• DIRECTIONS:
Gather every line in the records below that contains the word "triangular" and copy each one out in full.

START SUPPLIED RECORDS

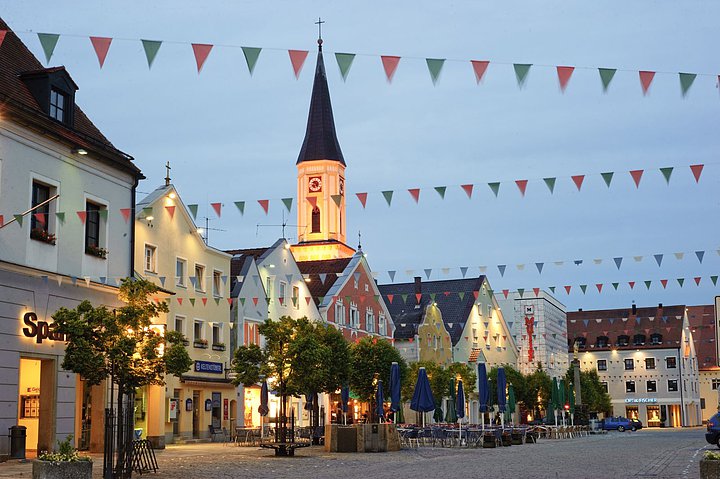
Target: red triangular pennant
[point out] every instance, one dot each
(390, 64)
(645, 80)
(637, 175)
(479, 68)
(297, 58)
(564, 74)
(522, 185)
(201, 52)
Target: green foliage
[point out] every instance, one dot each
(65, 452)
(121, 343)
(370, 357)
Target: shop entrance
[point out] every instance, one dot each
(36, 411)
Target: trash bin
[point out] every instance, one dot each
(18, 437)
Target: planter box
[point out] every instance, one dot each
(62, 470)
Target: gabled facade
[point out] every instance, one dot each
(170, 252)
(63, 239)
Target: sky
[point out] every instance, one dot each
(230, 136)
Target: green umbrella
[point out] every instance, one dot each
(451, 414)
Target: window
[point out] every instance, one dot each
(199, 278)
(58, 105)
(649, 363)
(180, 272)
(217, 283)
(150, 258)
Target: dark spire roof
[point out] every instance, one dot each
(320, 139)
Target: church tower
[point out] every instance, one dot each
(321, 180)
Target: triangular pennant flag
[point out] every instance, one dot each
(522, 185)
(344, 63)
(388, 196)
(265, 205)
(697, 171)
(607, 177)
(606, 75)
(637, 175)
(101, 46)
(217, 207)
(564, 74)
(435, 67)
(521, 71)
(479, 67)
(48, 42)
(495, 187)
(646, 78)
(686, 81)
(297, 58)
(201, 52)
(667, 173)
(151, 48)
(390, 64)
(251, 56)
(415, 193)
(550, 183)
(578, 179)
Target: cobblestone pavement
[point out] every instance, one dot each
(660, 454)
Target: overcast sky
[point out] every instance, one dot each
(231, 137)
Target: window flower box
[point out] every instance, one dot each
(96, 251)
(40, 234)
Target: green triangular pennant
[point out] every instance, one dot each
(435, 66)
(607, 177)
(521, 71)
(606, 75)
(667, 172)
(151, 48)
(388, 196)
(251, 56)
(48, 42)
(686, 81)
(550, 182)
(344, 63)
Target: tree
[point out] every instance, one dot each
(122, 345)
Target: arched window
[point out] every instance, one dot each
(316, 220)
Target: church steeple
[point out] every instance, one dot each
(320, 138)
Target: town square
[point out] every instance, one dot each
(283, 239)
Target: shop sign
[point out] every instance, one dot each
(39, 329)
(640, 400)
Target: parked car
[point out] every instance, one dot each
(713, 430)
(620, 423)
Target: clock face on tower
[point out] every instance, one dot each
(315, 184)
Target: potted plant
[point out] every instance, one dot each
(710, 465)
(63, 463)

END SUPPLIED RECORDS
START SUPPLIED RECORDS

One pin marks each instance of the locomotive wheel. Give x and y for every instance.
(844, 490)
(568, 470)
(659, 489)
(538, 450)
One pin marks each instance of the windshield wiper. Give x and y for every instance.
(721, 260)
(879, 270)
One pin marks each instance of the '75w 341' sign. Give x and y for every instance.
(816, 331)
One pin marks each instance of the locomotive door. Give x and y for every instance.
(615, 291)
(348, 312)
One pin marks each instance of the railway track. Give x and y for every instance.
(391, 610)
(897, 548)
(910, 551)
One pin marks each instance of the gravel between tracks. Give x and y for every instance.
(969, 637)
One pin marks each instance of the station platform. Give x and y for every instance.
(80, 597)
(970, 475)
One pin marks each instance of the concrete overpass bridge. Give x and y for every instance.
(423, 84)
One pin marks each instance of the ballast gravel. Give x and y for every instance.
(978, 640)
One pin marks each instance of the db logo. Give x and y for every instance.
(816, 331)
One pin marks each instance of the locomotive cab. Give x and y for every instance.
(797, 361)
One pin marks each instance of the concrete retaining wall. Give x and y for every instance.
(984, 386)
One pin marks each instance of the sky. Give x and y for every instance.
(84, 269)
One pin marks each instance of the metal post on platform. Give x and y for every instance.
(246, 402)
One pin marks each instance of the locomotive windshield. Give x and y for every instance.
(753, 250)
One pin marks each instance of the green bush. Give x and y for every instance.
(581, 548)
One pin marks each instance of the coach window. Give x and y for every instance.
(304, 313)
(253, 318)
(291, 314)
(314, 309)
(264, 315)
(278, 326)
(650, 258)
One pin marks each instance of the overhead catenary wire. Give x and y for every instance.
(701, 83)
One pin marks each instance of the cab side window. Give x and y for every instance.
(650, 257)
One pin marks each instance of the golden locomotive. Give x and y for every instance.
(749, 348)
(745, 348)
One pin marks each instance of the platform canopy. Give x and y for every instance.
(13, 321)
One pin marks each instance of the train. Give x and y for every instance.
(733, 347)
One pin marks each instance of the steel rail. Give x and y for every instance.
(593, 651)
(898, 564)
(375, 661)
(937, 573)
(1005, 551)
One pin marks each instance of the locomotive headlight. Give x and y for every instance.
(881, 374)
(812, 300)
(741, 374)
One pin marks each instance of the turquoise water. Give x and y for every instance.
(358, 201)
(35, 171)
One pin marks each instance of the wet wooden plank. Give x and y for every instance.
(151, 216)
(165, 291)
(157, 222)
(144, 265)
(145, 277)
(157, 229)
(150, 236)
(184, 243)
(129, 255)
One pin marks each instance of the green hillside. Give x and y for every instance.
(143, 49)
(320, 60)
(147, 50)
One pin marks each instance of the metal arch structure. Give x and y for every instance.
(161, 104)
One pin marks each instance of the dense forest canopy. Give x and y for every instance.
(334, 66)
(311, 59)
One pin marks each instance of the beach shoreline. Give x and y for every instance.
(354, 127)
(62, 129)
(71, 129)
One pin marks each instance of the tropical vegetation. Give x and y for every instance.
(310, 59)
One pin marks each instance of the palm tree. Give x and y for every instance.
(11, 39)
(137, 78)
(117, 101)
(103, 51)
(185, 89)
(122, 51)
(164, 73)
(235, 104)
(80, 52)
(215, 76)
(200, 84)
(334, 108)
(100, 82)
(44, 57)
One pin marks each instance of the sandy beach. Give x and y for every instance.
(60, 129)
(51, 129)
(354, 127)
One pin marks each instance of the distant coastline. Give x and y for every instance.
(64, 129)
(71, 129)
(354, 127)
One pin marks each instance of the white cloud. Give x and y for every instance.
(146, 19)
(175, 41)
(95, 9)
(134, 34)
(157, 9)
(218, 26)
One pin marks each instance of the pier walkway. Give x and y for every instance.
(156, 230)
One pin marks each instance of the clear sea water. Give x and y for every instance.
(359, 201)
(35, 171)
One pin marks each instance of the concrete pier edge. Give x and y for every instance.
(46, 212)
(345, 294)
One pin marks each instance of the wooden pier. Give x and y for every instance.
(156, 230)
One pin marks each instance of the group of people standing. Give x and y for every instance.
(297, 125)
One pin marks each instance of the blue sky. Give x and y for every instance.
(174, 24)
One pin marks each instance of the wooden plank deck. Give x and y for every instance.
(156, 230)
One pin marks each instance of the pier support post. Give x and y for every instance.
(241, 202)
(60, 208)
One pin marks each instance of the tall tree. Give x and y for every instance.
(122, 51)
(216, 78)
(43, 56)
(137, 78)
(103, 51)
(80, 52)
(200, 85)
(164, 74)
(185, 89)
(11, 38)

END SUPPLIED RECORDS

• REPLY TO THE EXERCISE:
Target: red triangular pennant
Target: triangular pennant flag
Target: green triangular pennant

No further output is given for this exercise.